--- Page ---
Esther Schipper (born 1963) is a German art dealer and gallerist.

Early life
Schipper is the daughter of Dutch sinologist Kristofer Schipper. She was born in Taiwan and lived there until the age of seven. She later grew up in Paris.

Career
Schipper opened her first gallery in Cologne in 1989. Between 1990 and 1992, Schipper and Daniel Buchholz also operated Buchholz & Schipper, a shop specializing in multiples.

In 1995, Schipper opened a project space in Berlin, and moved all of its operations there in 1997. From 2010 until 2017, the gallery was located in a  space in the former offices of architect Arno Brandlhuber in Berlin's Tiergarten district. Following negotiations launched in 2014, Schipper acquired the majority shareholding in Jörg Johnen GmbH in 2015 and then took over both galleries’ business sides; the Johnen location eventually closed.

In 2017, Esther Schipper moved to a  space located inside a former printing facility and warehouse for the local Berlin newspaper Der Tagesspiegel on Potsdamer Strasse; the space was designed by Selldorf Architects. In 2021, the gallery had temporary spaces in Palma de Mallorca (), Zhongshan District, Taipei () and the Tianjin Free-Trade Zone. Since 2022, the gallery has been operating second location in Paris and a third showroom in a four-story building in Seoul's Itaewon neighbourhood, designed by StudioMDA.

--- Problems to solve ---
a) Return the passage of the Esther Schipper profile from "Esther Schipper (born" to "up in Paris.", copied word for word.
b) Answer these from the Esther Schipper profile:
(i) In what country was Schipper born?
(ii) In what year did she open her first gallery in Cologne?
(iii) Which firm designed the gallery's space on Potsdamer Strasse?

--- Data rows ---
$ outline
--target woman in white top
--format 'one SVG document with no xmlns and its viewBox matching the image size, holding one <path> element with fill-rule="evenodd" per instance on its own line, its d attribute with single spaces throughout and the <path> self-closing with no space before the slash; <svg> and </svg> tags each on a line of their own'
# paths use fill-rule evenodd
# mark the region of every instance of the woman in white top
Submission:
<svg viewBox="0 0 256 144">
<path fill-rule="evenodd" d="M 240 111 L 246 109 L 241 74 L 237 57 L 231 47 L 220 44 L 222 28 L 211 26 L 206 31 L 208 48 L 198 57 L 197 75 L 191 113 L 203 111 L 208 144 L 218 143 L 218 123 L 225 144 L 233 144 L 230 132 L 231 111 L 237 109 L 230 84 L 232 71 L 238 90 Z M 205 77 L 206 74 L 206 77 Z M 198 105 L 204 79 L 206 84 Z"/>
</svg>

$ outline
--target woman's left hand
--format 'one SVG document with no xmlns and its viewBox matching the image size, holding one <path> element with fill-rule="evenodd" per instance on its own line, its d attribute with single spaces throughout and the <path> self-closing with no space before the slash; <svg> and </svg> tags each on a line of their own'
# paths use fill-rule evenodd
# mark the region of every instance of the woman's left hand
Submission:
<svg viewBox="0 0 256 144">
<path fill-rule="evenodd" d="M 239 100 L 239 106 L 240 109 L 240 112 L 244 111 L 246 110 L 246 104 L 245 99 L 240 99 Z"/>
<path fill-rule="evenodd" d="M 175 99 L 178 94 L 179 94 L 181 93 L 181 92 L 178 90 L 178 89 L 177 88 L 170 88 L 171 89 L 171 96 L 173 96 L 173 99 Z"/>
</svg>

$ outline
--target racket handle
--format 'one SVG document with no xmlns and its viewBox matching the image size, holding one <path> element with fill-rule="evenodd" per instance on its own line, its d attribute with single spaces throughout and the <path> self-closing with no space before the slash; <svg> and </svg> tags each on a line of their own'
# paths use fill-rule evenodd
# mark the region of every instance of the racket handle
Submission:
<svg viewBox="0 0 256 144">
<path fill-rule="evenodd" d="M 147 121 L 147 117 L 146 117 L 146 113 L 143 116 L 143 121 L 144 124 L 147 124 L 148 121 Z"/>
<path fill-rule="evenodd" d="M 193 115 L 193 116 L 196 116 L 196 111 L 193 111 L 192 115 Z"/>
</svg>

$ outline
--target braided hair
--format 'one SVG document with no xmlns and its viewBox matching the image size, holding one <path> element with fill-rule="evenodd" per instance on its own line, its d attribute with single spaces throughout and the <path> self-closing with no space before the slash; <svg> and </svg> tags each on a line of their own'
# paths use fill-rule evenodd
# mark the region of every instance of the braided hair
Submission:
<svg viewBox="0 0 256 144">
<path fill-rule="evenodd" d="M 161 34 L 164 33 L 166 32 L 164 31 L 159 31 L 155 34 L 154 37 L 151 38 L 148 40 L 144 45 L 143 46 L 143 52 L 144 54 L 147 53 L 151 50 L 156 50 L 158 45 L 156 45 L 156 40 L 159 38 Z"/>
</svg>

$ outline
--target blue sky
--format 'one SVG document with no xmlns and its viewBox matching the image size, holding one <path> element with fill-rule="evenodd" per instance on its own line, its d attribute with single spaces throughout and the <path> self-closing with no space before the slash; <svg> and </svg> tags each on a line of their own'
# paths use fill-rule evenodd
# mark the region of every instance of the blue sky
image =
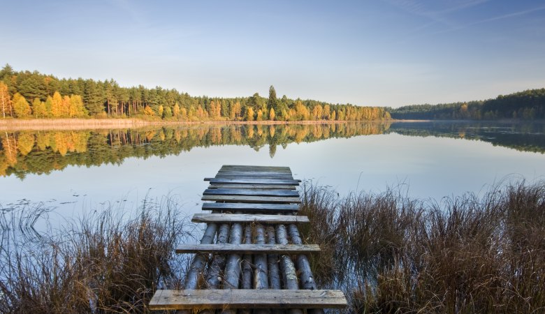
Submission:
<svg viewBox="0 0 545 314">
<path fill-rule="evenodd" d="M 545 87 L 545 2 L 16 1 L 0 63 L 193 96 L 398 107 Z"/>
</svg>

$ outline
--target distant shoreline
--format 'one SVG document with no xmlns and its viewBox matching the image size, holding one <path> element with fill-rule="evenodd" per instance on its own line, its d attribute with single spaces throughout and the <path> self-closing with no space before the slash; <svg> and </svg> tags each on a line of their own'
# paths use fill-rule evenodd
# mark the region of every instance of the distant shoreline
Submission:
<svg viewBox="0 0 545 314">
<path fill-rule="evenodd" d="M 140 128 L 146 126 L 191 126 L 191 125 L 280 125 L 280 124 L 333 124 L 347 122 L 377 123 L 393 122 L 384 121 L 146 121 L 140 119 L 0 119 L 0 130 L 87 130 L 124 128 Z"/>
</svg>

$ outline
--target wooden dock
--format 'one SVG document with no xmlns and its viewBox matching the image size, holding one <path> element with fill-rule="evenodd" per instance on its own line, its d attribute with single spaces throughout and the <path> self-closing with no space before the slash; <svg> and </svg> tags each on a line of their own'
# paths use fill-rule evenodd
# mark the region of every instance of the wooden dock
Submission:
<svg viewBox="0 0 545 314">
<path fill-rule="evenodd" d="M 157 290 L 151 310 L 179 313 L 323 313 L 342 308 L 340 290 L 318 290 L 303 243 L 297 216 L 300 197 L 287 167 L 224 165 L 203 193 L 203 210 L 192 221 L 206 223 L 199 244 L 177 253 L 196 253 L 184 290 Z"/>
</svg>

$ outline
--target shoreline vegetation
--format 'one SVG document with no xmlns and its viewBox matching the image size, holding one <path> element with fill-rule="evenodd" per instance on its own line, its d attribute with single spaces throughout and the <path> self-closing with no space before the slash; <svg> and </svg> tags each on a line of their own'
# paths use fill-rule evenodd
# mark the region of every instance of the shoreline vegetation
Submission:
<svg viewBox="0 0 545 314">
<path fill-rule="evenodd" d="M 342 289 L 343 313 L 542 313 L 545 181 L 507 178 L 481 195 L 412 199 L 401 187 L 340 197 L 301 187 L 303 239 L 321 288 Z M 156 289 L 178 288 L 196 241 L 180 204 L 145 200 L 132 216 L 106 206 L 36 232 L 43 205 L 0 208 L 0 312 L 149 313 Z M 202 227 L 202 226 L 201 226 Z"/>
<path fill-rule="evenodd" d="M 388 121 L 393 122 L 393 120 Z M 416 121 L 414 121 L 415 122 Z M 153 121 L 138 118 L 106 119 L 0 119 L 0 130 L 100 130 L 111 128 L 140 128 L 147 126 L 229 126 L 229 125 L 284 125 L 284 124 L 335 124 L 354 122 L 347 120 L 306 121 Z M 365 123 L 383 123 L 384 120 L 365 121 Z"/>
</svg>

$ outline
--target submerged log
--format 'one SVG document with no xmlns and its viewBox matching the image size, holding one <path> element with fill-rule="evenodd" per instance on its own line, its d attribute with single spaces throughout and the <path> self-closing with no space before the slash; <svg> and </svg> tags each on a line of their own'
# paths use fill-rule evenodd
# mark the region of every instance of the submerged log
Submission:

--- Correct answers ---
a)
Esther Schipper (born 1963) is a German art dealer and gallerist.

Early life
Schipper is the daughter of Dutch sinologist Kristofer Schipper. She was born in Taiwan and lived there until the age of seven. She later grew up in Paris.

b)
(i) Taiwan
(ii) 1989
(iii) Selldorf Architects